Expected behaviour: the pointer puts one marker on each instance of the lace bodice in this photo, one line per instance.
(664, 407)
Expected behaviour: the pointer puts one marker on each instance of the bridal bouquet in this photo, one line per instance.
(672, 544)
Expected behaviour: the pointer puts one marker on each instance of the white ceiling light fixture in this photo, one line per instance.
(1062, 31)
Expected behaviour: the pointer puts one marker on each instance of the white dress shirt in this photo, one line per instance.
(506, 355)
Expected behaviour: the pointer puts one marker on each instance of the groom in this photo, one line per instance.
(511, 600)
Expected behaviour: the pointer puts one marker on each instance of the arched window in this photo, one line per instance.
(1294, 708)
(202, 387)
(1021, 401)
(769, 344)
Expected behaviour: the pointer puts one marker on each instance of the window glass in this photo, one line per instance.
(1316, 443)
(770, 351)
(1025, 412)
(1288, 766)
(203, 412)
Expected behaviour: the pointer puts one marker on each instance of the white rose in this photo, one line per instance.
+--
Exercise details –
Return the lines beginning at the one that contains "bouquet in this photo, one line per instance." and continuing through the last line of the data, exactly as they stand and without any others.

Finished answer –
Expected behaviour: the pointer puts one marker on each instance of the bridal bouquet in this photo, one line per instance.
(672, 544)
Expected behaviour: the pointer puts one marker on each instance of the white ceiling light fixture in this photo, one line per instance.
(1062, 31)
Expected behaviour: the pointer puts one marker on each instance of the white dress shirt in this photo, one line per instance.
(506, 355)
Expected behaviour: the pointer puts one marker on each instance of the groom in this photo, one line per instance.
(511, 600)
Expected behaviour: the pointer puts one marker on each instance of the arched window in this photo, one line per instance.
(1294, 708)
(202, 387)
(1021, 401)
(769, 344)
Expected behaviour: the pointer puts one marker on each instance of the window glass in this photo, one line per instance.
(1316, 443)
(770, 351)
(1025, 412)
(1288, 766)
(203, 412)
Expected behaviour: the pointer puts one marker on each instance of the white rose in this photo, one line per instance.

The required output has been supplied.